• Goal of the exercise:
Transcribe every line exactly and omit anything that is a picture.

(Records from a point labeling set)

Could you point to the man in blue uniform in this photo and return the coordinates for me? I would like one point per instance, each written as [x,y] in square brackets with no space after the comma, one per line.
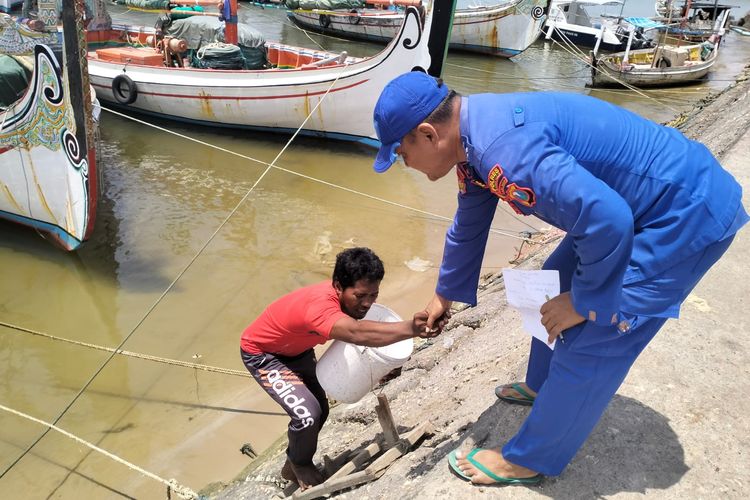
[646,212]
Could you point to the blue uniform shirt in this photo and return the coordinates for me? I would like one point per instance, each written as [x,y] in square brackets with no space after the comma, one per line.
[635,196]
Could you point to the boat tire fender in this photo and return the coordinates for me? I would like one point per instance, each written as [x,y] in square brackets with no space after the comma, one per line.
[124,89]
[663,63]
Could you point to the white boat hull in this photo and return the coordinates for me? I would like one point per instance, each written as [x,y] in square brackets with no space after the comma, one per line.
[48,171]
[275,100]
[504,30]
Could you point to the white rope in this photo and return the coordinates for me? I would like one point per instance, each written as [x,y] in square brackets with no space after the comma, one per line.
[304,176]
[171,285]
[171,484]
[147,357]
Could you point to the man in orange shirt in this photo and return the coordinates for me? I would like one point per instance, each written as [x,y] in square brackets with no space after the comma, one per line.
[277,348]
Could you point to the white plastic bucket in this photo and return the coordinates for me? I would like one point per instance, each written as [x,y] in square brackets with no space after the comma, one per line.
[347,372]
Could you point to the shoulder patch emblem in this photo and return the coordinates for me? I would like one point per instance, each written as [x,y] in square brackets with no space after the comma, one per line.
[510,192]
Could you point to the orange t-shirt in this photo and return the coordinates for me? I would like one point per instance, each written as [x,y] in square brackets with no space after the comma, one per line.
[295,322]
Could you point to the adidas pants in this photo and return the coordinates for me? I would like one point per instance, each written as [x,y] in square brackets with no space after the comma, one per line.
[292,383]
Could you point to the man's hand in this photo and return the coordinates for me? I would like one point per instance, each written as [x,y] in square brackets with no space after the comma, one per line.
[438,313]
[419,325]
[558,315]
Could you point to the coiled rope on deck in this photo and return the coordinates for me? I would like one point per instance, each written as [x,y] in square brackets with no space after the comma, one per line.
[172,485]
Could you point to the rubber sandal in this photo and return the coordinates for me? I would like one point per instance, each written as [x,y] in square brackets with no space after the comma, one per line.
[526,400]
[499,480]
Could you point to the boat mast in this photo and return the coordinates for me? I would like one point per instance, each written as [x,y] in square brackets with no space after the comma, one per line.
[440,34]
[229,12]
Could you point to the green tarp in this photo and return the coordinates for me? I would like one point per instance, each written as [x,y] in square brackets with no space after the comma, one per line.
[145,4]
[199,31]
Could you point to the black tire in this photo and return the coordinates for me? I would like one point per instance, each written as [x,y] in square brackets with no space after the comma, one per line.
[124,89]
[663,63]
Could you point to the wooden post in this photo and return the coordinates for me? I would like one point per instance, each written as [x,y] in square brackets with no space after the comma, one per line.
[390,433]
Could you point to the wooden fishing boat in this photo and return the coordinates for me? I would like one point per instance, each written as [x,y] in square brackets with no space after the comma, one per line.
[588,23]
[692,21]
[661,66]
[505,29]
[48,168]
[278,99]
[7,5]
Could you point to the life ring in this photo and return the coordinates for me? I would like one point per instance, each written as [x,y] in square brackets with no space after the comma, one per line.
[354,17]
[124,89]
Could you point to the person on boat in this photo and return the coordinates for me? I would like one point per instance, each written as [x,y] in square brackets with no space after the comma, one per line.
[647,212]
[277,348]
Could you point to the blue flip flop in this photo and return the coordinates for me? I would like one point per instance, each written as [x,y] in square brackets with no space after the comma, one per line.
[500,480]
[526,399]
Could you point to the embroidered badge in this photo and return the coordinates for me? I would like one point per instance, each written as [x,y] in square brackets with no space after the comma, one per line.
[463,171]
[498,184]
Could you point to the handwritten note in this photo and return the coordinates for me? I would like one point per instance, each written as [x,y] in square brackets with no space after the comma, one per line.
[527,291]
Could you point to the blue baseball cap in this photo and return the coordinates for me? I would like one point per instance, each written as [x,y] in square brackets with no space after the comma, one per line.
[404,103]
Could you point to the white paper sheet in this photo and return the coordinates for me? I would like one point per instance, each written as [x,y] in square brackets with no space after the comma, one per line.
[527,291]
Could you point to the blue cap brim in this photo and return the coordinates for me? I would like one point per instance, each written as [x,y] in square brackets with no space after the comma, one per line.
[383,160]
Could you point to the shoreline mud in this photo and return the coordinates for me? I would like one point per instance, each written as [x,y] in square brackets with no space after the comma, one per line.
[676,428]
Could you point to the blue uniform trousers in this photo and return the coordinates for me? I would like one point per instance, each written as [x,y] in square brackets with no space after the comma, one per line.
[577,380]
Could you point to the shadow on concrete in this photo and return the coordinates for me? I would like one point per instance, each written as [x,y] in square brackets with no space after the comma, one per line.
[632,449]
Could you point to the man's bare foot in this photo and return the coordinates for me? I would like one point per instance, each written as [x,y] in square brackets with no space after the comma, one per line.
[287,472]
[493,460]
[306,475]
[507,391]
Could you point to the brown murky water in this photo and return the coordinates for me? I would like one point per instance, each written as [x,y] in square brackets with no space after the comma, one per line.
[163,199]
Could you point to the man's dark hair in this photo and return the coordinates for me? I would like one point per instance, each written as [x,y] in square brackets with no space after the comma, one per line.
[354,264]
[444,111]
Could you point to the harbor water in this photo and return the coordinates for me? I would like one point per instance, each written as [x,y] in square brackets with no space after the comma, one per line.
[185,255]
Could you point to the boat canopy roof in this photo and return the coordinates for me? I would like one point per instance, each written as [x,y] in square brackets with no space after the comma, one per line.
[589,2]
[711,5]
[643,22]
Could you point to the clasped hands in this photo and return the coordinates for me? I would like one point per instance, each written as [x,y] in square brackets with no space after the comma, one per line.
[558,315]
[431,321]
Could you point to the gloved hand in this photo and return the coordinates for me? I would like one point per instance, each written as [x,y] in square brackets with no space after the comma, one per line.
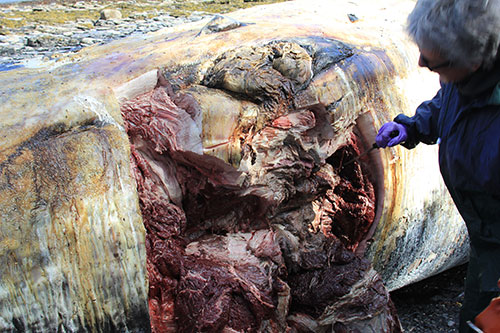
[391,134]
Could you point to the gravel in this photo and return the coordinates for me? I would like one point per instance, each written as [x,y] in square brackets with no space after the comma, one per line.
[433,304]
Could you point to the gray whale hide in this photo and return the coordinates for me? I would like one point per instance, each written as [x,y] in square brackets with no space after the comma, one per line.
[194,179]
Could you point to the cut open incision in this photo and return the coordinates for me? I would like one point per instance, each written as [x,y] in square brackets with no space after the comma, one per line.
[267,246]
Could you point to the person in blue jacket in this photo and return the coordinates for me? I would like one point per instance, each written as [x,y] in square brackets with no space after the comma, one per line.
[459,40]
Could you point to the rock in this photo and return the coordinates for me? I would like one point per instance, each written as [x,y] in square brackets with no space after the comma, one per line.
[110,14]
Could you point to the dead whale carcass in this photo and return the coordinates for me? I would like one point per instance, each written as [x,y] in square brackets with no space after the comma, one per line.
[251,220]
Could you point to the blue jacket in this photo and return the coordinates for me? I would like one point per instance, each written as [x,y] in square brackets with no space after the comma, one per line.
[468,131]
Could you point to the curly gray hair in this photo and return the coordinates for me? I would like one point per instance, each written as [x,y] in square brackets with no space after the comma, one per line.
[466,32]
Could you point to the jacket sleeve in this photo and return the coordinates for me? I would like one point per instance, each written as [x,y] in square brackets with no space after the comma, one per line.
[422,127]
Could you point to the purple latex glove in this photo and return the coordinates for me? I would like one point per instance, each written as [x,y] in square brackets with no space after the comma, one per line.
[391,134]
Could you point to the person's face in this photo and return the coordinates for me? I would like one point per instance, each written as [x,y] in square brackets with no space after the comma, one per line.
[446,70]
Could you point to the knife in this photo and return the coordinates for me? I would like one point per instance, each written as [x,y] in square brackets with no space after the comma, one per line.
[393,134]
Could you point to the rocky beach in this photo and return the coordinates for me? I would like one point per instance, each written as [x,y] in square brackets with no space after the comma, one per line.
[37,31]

• Response to the exercise:
Could you point to the man in blue uniform in this photo and return the coordinates for me? I would like one point per instance, each written as [x,y] in square brackets with no space after the comma, one per line.
[646,212]
Could you point to the blue uniform shirt in this photo and return the coordinates for me? I would like one point per instance, each written as [x,y] in square brackets with no space after the comma, one per line.
[635,196]
Could you point to the boat tire fender in this photo and return the coordinates for me? I would like one point per instance, each written as [x,y] in square brackets with no space after the comma, one per line.
[124,89]
[663,63]
Could you point to the white boat hull in this photo and return the coordinates for me? I would like one point per instance, each written as [x,y] in square brackets with no space after the comma, one per line.
[48,171]
[275,100]
[504,30]
Could you point to the white rope in this photo and return the coordinates for me? I would like one point per instance, each written as [x,y] in square brackets with no space after the comma, one per line.
[304,176]
[171,285]
[171,484]
[147,357]
Could you point to the man in orange shirt in this photo and return the coordinates for me? I would like one point per instance, each written as [x,y] in square brackets with no space after the comma, one per line.
[277,348]
Could you point to the white plastic bucket in this photo and return the coordinates for me? I would like one point per instance, each written as [x,y] in square brackets with no space after the comma, one per line.
[347,372]
Could you point to the shoulder patch emblem in this photo and return the coordinates for me? I would like one point per instance, each written as [x,y] in square brackets with no space after the comma, one per line.
[510,192]
Could you point to the orange t-shirt in this photo and return the coordinates for me? I would like one point per instance, each written as [x,y] in square brackets with no space after the comma, one per line.
[295,322]
Could you point to the adidas pants in this photo and return the coordinates for me? I would like one point per instance, each written as [x,y] in square brackets with no space after the comma, one per line.
[292,383]
Could you point to the man's hand in this photo and return the coordinates for me? I would like one point per instance, each written as [x,y] in square brackets with no space after the comma, one per line.
[438,313]
[419,325]
[558,315]
Could you point to the coiled rope on deck in this photo and return the coordinates for me? I would like one point per instance, each written as [x,y] in square brackets with no space after the comma, one per line.
[172,485]
Could you point to the rubber sandal in this photo and return the coordinates for me? I would like one point per instance, each written as [x,y] in square brackets with no space after the comma, one per line.
[526,400]
[499,480]
Could you point to the boat mast in this photo and return the coordinates for me? I would like one point per instance, each written as [x,y] in square brackets with no space after the comma, one per line.
[440,34]
[229,12]
Could you point to the green tarp in this photo and return the coordinates for me? I would like one point per instance, each written as [x,y] in square brackets with no space after the comma, one per line.
[145,4]
[199,31]
Could you point to the black tire in this photo and return the coordinates for me? I would like one point per instance, each written as [x,y] in square brackets with no space after the comma, one per line.
[124,89]
[663,63]
Could you point to the wooden post in this photo and return the coordinates for me? I would like one point per instance, each written as [x,y] in square brackets with no space after the comma, one per line.
[390,433]
Could you point to the wooden fishing boat in this photo and return the coordinates for me? I would like one point per instance, each written as [x,y] in square brackets with no space after the comma, one per line.
[588,23]
[692,21]
[661,66]
[505,29]
[48,168]
[278,99]
[7,5]
Could you point to the life ring in this photo and return the coordinates for me? I would like one point per instance, each written as [x,y] in square brackets with no space after the comma, one per line.
[354,17]
[124,89]
Could you point to the person on boat in this photo and return the coordinates for me? I would like one point per instance, each written as [x,y] in square brackets with no space after the comma, one per line.
[647,212]
[277,348]
Could you point to the blue flip flop in this photo and return the coordinates for me? I would like one point per instance, each written as [x,y] in square brackets with no space after the comma, one per line.
[500,480]
[526,399]
Could you point to the embroidered badge in this photo and return the coordinates for me? I would like one point per instance, each written as [x,y] in square brackets with no space after the comma, one per line.
[463,171]
[498,184]
Could you point to the handwritten note in this photo and return the coordinates for me? I would like one point per instance, each written as [x,y] in square brackets with no space after the comma, one per line.
[527,291]
Could you point to the blue baseball cap in this photo and return the coordinates for me? I would like one point per instance, each written as [x,y] in square brackets with no space after the comma, one per line.
[404,103]
Could you point to the white paper sheet in this photo and return the coordinates for me? I would like one point per instance, each written as [x,y] in square brackets with no space after the comma, one per line.
[527,291]
Could you point to the blue cap brim in this photo and return the coordinates for me? I would like one point per instance, each written as [x,y] in square brackets with no space after the comma, one per line.
[383,160]
Could you point to the shoreline mud in this photo and return the coordinates for me? I would like one point per instance, each written as [x,y] in square brackets with no space after the comma, one per line.
[676,428]
Could you point to the blue uniform trousers in this photo and return the coordinates for me? I would like one point per instance, each written as [x,y] in square brackets with no space after the comma, one per line.
[577,380]
Could you point to the shadow on concrete in this photo and return the coordinates for me? I would like one point per instance, each written as [x,y] in square brackets with no space after the comma, one per line.
[632,449]
Could you point to the man's bare foot in this photo and return the coordinates for me? I would like one point per instance, each written as [x,y] in square brackets with no space after the comma, one per line.
[287,472]
[493,460]
[306,475]
[507,391]
Could you point to the brown murky water in this photo and return the coordinates for me? I would like one point per instance, each written as [x,y] in square brackets with no space after the comma, one per line.
[163,199]
Could you point to the man's dark hair in this photo and return the coordinates for me? I would like one point per instance, each written as [x,y] in square brackets with no space after the comma, one per line.
[354,264]
[444,111]
Could you point to the harbor water in this photo and return the coordinates for me? I would like one point per instance, each written as [x,y] in square brackets with no space after the comma, one per line.
[185,255]
Could you point to the boat canopy roof in this photo and return the coordinates for me? I would like one point per instance, each written as [x,y] in square brackets with no space after the comma, one per line.
[589,2]
[711,5]
[643,22]
Could you point to the clasped hands in this photo and return the coordinates for me? I would like one point per instance, each written as [x,y] in square brackets with no space after the comma, one per line.
[558,315]
[431,321]
Could you point to the gloved hand in this photo and return the coordinates for me? I would like one point per instance, each written as [x,y] in square brackets with no space after the comma, one per line.
[391,134]
Could you point to the gravel in this photo and return the coordinates for me? I would like one point per instance, each written as [x,y] in square brackets with no space after the comma, one per line.
[433,304]
Could you point to the gray whale hide in this photo and return the coordinates for me? I would like one point per instance, each written as [x,y] in square brackets with no space after the comma, one per line.
[194,179]
Could you point to the cut open incision in this photo and return the coordinates for me? I would like one point per instance, each written as [x,y] in square brackets with no space after the comma, one per line.
[267,246]
Could you point to the person in blue jacket in this photo and return the coordinates for me? I would like one point per instance, each written as [x,y] in square brackets with no space after the comma, one per line.
[459,40]
Could you point to the rock in this photo and return the coordinates for me? I would like one point per instance, each written as [x,y] in square brackets with no space after the comma, one per line.
[110,14]
Could you point to the dead whale carcass in this photo and return the coordinates for me? I would like one point per instance, each written as [x,y] in square brackets with no space after the comma, one per line.
[251,220]
Could you point to the blue jacket in this photo and return the coordinates for me? I would like one point per instance, each written as [x,y] in square brackets with no space after the comma, one per line.
[468,131]
Could you point to the curly gray hair in this photo and return the coordinates for me? I would like one point per instance, each written as [x,y] in square brackets with no space after the comma, one per line.
[466,32]
Could you point to the jacket sleeve in this photo and return the coordinates for me? I would like one point per instance, each written as [x,y] in square brackets with no space after the comma, one per line.
[422,127]
Could you point to the purple latex glove in this photo and return the coordinates for me? I would like one point per instance, each written as [x,y] in square brackets with no space after the comma, one per line.
[391,134]
Could you point to the person's face in this photo and return the coordinates for me? I would like one point per instance, each written as [x,y] in square brackets with no space after the comma, one per line.
[446,70]
Could you point to the knife in this photo and return the coordinates for me? I would like one point per instance, each written as [x,y] in square brackets with no space after the comma, one per line.
[393,134]
Could you point to the rocky beach in this photo and return the coordinates for me? I would like one point per instance, each written as [x,y] in square brackets with no space after the comma, one per line.
[37,31]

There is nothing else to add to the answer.